**Enunciado da tarefa:** Extraia do material abaixo todas as linhas em que aparece a palavra "beige".

━━━━━━━━━━━━━━━━━━━━

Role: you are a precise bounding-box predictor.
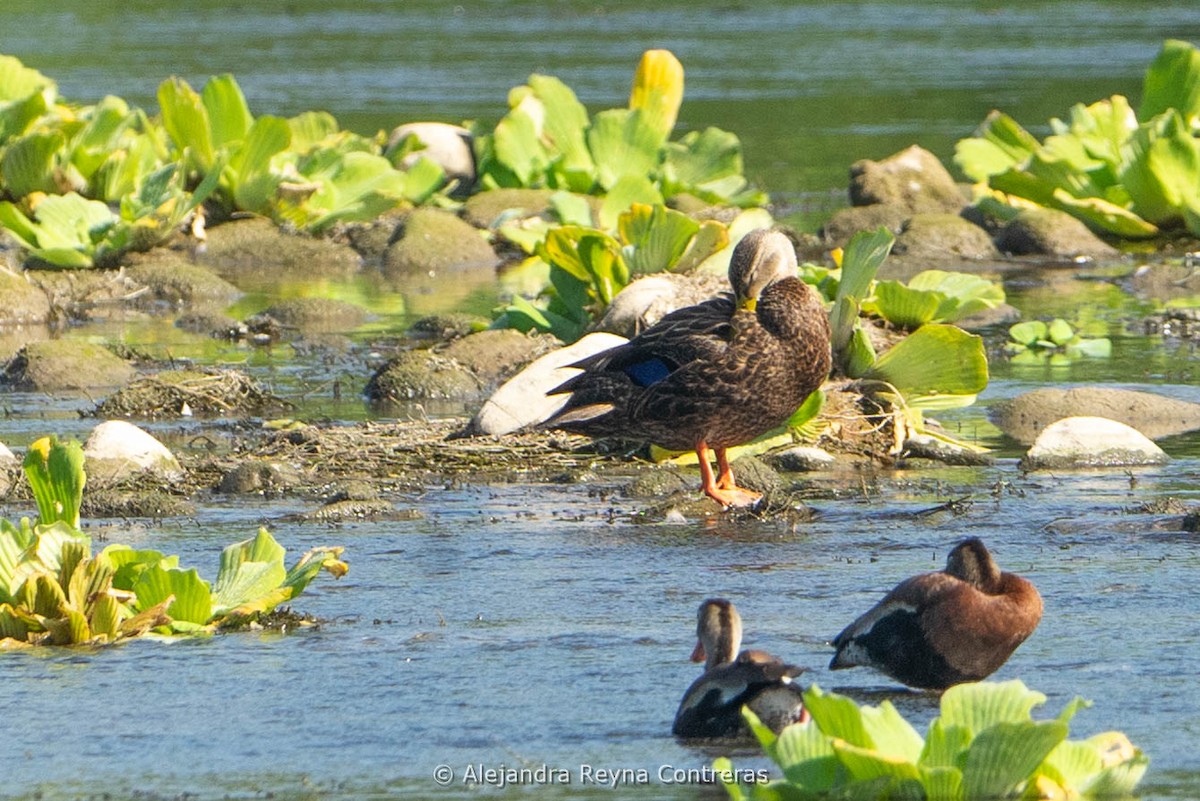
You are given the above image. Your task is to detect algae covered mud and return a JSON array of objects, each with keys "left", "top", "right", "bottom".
[
  {"left": 7, "top": 0, "right": 1200, "bottom": 207},
  {"left": 0, "top": 0, "right": 1200, "bottom": 799}
]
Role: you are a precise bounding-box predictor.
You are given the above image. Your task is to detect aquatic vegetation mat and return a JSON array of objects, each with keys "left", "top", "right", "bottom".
[
  {"left": 713, "top": 680, "right": 1150, "bottom": 801},
  {"left": 0, "top": 438, "right": 349, "bottom": 650}
]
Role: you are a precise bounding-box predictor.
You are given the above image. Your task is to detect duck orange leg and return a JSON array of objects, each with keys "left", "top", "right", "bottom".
[{"left": 696, "top": 440, "right": 762, "bottom": 508}]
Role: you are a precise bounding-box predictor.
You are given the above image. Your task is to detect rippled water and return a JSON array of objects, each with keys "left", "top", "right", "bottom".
[{"left": 0, "top": 0, "right": 1200, "bottom": 799}]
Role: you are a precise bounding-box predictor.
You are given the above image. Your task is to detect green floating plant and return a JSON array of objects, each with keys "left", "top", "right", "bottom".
[
  {"left": 1004, "top": 318, "right": 1112, "bottom": 365},
  {"left": 714, "top": 680, "right": 1148, "bottom": 801},
  {"left": 0, "top": 438, "right": 348, "bottom": 650},
  {"left": 500, "top": 204, "right": 728, "bottom": 342},
  {"left": 475, "top": 50, "right": 766, "bottom": 208},
  {"left": 804, "top": 228, "right": 1004, "bottom": 450},
  {"left": 954, "top": 40, "right": 1200, "bottom": 239}
]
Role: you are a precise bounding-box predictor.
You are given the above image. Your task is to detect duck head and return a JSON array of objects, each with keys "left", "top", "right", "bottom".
[
  {"left": 946, "top": 537, "right": 1001, "bottom": 594},
  {"left": 730, "top": 228, "right": 797, "bottom": 312},
  {"left": 691, "top": 598, "right": 742, "bottom": 670}
]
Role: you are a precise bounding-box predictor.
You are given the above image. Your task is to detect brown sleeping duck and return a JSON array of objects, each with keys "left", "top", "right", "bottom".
[
  {"left": 829, "top": 537, "right": 1042, "bottom": 689},
  {"left": 671, "top": 598, "right": 808, "bottom": 737},
  {"left": 545, "top": 230, "right": 830, "bottom": 507}
]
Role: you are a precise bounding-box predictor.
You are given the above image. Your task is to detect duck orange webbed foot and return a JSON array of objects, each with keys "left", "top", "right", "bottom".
[{"left": 704, "top": 487, "right": 762, "bottom": 508}]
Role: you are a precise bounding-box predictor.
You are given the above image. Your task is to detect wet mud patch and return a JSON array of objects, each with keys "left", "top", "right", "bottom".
[{"left": 92, "top": 369, "right": 294, "bottom": 420}]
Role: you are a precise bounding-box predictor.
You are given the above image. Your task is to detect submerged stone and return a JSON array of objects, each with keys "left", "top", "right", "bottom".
[
  {"left": 264, "top": 297, "right": 367, "bottom": 331},
  {"left": 996, "top": 209, "right": 1117, "bottom": 259},
  {"left": 991, "top": 386, "right": 1200, "bottom": 445},
  {"left": 364, "top": 350, "right": 482, "bottom": 403},
  {"left": 895, "top": 212, "right": 1000, "bottom": 260},
  {"left": 197, "top": 217, "right": 362, "bottom": 283},
  {"left": 383, "top": 209, "right": 499, "bottom": 278},
  {"left": 850, "top": 145, "right": 966, "bottom": 213}
]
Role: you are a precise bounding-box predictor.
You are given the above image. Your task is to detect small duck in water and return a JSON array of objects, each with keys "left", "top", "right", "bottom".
[
  {"left": 671, "top": 598, "right": 808, "bottom": 737},
  {"left": 829, "top": 537, "right": 1042, "bottom": 689}
]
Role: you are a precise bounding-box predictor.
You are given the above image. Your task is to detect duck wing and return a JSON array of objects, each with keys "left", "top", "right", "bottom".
[
  {"left": 829, "top": 573, "right": 970, "bottom": 688},
  {"left": 671, "top": 651, "right": 803, "bottom": 737}
]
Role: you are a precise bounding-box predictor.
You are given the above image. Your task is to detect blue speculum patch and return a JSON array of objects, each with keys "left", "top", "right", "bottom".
[{"left": 625, "top": 359, "right": 671, "bottom": 386}]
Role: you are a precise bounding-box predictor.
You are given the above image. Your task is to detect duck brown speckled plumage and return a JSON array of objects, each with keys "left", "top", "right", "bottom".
[
  {"left": 546, "top": 230, "right": 830, "bottom": 507},
  {"left": 829, "top": 537, "right": 1042, "bottom": 689},
  {"left": 671, "top": 598, "right": 808, "bottom": 737}
]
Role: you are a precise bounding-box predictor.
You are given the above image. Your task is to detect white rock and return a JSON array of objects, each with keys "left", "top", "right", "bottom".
[
  {"left": 388, "top": 122, "right": 475, "bottom": 187},
  {"left": 83, "top": 420, "right": 184, "bottom": 481},
  {"left": 470, "top": 332, "right": 628, "bottom": 435},
  {"left": 1021, "top": 417, "right": 1169, "bottom": 470}
]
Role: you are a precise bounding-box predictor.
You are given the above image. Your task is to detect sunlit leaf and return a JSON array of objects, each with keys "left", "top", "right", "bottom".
[
  {"left": 1138, "top": 40, "right": 1200, "bottom": 128},
  {"left": 864, "top": 324, "right": 988, "bottom": 398}
]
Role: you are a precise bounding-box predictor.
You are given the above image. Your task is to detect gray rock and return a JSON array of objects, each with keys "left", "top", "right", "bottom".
[
  {"left": 364, "top": 350, "right": 484, "bottom": 403},
  {"left": 768, "top": 445, "right": 838, "bottom": 472},
  {"left": 731, "top": 456, "right": 787, "bottom": 495},
  {"left": 467, "top": 332, "right": 628, "bottom": 435},
  {"left": 83, "top": 420, "right": 184, "bottom": 481},
  {"left": 462, "top": 188, "right": 554, "bottom": 228},
  {"left": 850, "top": 145, "right": 966, "bottom": 213},
  {"left": 893, "top": 212, "right": 1000, "bottom": 259},
  {"left": 197, "top": 218, "right": 362, "bottom": 284},
  {"left": 438, "top": 329, "right": 562, "bottom": 385},
  {"left": 991, "top": 386, "right": 1200, "bottom": 445},
  {"left": 264, "top": 297, "right": 367, "bottom": 332},
  {"left": 1021, "top": 417, "right": 1169, "bottom": 470},
  {"left": 996, "top": 209, "right": 1117, "bottom": 259},
  {"left": 821, "top": 203, "right": 912, "bottom": 247},
  {"left": 125, "top": 248, "right": 241, "bottom": 309},
  {"left": 904, "top": 434, "right": 995, "bottom": 466},
  {"left": 385, "top": 122, "right": 475, "bottom": 191},
  {"left": 596, "top": 272, "right": 730, "bottom": 337},
  {"left": 2, "top": 339, "right": 136, "bottom": 392}
]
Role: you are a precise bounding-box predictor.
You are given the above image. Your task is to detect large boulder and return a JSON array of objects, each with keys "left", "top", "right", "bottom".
[
  {"left": 438, "top": 329, "right": 562, "bottom": 385},
  {"left": 1021, "top": 417, "right": 1170, "bottom": 470},
  {"left": 83, "top": 420, "right": 184, "bottom": 481},
  {"left": 850, "top": 145, "right": 966, "bottom": 213},
  {"left": 996, "top": 209, "right": 1117, "bottom": 259},
  {"left": 991, "top": 386, "right": 1200, "bottom": 445},
  {"left": 467, "top": 332, "right": 628, "bottom": 435},
  {"left": 264, "top": 297, "right": 367, "bottom": 332},
  {"left": 364, "top": 350, "right": 484, "bottom": 403},
  {"left": 821, "top": 203, "right": 912, "bottom": 247},
  {"left": 125, "top": 248, "right": 241, "bottom": 311}
]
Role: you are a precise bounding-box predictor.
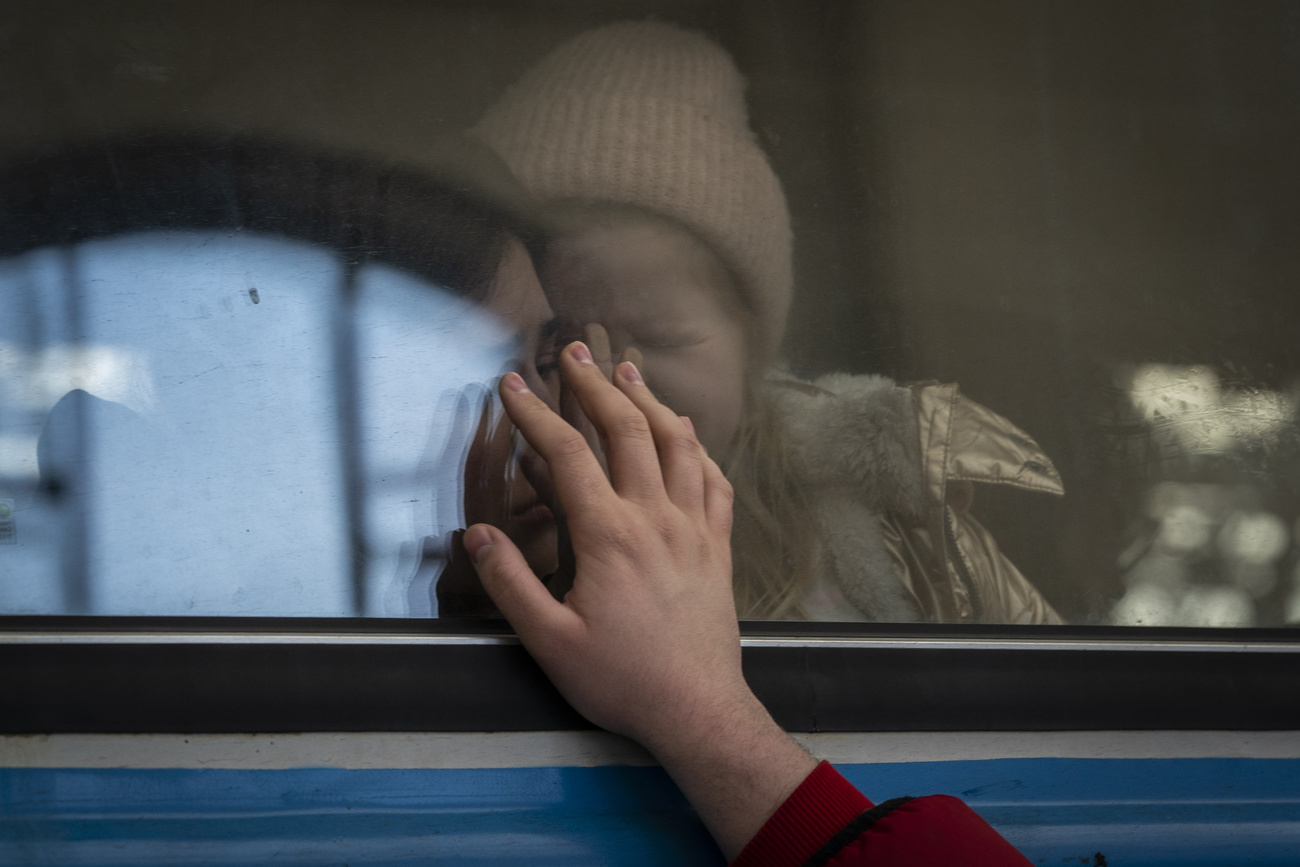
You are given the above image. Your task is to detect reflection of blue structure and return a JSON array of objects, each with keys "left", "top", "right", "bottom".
[
  {"left": 0, "top": 231, "right": 514, "bottom": 616},
  {"left": 0, "top": 734, "right": 1300, "bottom": 867}
]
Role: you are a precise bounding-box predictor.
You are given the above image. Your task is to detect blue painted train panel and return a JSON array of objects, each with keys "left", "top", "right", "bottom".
[{"left": 0, "top": 759, "right": 1300, "bottom": 867}]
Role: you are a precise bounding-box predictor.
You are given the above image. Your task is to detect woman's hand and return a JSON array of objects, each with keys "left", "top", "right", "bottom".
[{"left": 464, "top": 343, "right": 816, "bottom": 857}]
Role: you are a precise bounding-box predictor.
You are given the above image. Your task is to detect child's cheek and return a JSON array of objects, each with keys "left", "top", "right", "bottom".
[{"left": 644, "top": 344, "right": 745, "bottom": 455}]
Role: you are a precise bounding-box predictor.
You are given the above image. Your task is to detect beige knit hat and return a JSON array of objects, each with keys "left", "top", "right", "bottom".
[{"left": 471, "top": 21, "right": 793, "bottom": 356}]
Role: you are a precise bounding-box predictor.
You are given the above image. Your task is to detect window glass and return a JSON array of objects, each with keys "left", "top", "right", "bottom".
[{"left": 0, "top": 0, "right": 1300, "bottom": 627}]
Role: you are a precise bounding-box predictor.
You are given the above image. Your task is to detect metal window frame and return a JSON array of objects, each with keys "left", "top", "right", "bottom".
[{"left": 0, "top": 616, "right": 1300, "bottom": 734}]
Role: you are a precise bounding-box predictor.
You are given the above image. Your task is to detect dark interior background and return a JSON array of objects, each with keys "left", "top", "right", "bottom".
[{"left": 0, "top": 0, "right": 1300, "bottom": 625}]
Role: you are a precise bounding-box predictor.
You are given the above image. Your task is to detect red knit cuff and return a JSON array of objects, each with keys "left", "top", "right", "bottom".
[{"left": 732, "top": 762, "right": 872, "bottom": 867}]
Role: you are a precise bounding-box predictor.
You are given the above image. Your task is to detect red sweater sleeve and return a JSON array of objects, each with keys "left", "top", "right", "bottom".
[{"left": 732, "top": 762, "right": 1030, "bottom": 867}]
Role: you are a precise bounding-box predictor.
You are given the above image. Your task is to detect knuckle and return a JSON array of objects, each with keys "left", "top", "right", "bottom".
[
  {"left": 554, "top": 429, "right": 592, "bottom": 458},
  {"left": 610, "top": 412, "right": 650, "bottom": 439}
]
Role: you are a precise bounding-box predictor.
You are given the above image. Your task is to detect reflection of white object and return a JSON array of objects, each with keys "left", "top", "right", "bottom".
[
  {"left": 1178, "top": 586, "right": 1255, "bottom": 628},
  {"left": 1128, "top": 364, "right": 1296, "bottom": 454},
  {"left": 0, "top": 231, "right": 514, "bottom": 616},
  {"left": 1218, "top": 512, "right": 1291, "bottom": 565},
  {"left": 1160, "top": 506, "right": 1214, "bottom": 554},
  {"left": 0, "top": 341, "right": 157, "bottom": 412},
  {"left": 1110, "top": 584, "right": 1178, "bottom": 627}
]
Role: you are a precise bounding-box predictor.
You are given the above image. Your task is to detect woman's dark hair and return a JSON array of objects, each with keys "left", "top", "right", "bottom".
[{"left": 0, "top": 135, "right": 541, "bottom": 295}]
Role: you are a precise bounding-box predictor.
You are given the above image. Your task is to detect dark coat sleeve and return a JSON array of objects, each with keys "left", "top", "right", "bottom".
[{"left": 732, "top": 762, "right": 1030, "bottom": 867}]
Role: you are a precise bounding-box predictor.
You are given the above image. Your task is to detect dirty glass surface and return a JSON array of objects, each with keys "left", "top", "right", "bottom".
[{"left": 0, "top": 0, "right": 1300, "bottom": 627}]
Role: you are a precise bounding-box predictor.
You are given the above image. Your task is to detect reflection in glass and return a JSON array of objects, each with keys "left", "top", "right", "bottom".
[
  {"left": 0, "top": 0, "right": 1300, "bottom": 627},
  {"left": 0, "top": 231, "right": 517, "bottom": 616}
]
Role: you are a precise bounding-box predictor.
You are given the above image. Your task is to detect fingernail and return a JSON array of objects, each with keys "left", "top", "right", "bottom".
[
  {"left": 462, "top": 524, "right": 491, "bottom": 565},
  {"left": 619, "top": 361, "right": 646, "bottom": 385},
  {"left": 569, "top": 341, "right": 592, "bottom": 364}
]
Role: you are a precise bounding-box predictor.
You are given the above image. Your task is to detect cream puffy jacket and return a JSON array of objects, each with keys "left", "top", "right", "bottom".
[{"left": 764, "top": 373, "right": 1065, "bottom": 624}]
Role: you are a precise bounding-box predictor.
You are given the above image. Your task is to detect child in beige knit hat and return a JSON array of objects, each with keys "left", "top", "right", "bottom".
[
  {"left": 472, "top": 16, "right": 1058, "bottom": 623},
  {"left": 473, "top": 22, "right": 793, "bottom": 456}
]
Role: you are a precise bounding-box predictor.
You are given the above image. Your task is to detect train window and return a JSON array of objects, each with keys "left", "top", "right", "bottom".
[{"left": 0, "top": 0, "right": 1300, "bottom": 642}]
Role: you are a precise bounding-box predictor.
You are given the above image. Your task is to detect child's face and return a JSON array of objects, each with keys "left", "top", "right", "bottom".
[{"left": 542, "top": 216, "right": 746, "bottom": 459}]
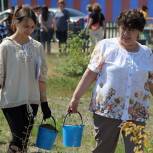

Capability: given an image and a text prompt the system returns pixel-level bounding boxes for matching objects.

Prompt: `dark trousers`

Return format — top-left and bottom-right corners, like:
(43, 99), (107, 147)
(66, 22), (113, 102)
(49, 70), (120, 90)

(2, 104), (38, 150)
(92, 114), (145, 153)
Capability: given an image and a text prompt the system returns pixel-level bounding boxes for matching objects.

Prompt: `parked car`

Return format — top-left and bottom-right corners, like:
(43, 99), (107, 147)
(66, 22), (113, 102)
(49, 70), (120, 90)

(49, 8), (86, 32)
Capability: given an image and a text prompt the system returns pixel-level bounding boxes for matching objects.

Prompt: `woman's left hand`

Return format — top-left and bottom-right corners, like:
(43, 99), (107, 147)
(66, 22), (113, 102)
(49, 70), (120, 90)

(67, 98), (79, 113)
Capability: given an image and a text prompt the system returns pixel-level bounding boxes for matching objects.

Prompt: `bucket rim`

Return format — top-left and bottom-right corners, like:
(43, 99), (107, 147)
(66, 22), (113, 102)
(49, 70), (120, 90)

(63, 112), (83, 126)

━━━━━━━━━━━━━━━━━━━━

**Resultado da tarefa:**
You are given the above image. Your task is to detect beige knit hat and return a JSON array of objects, each with keys "left", "top", "right", "bottom".
You are given the above image. Your task is to detect child in beige knit hat and return a JSON array of objects, each with keys "left", "top", "right", "bottom".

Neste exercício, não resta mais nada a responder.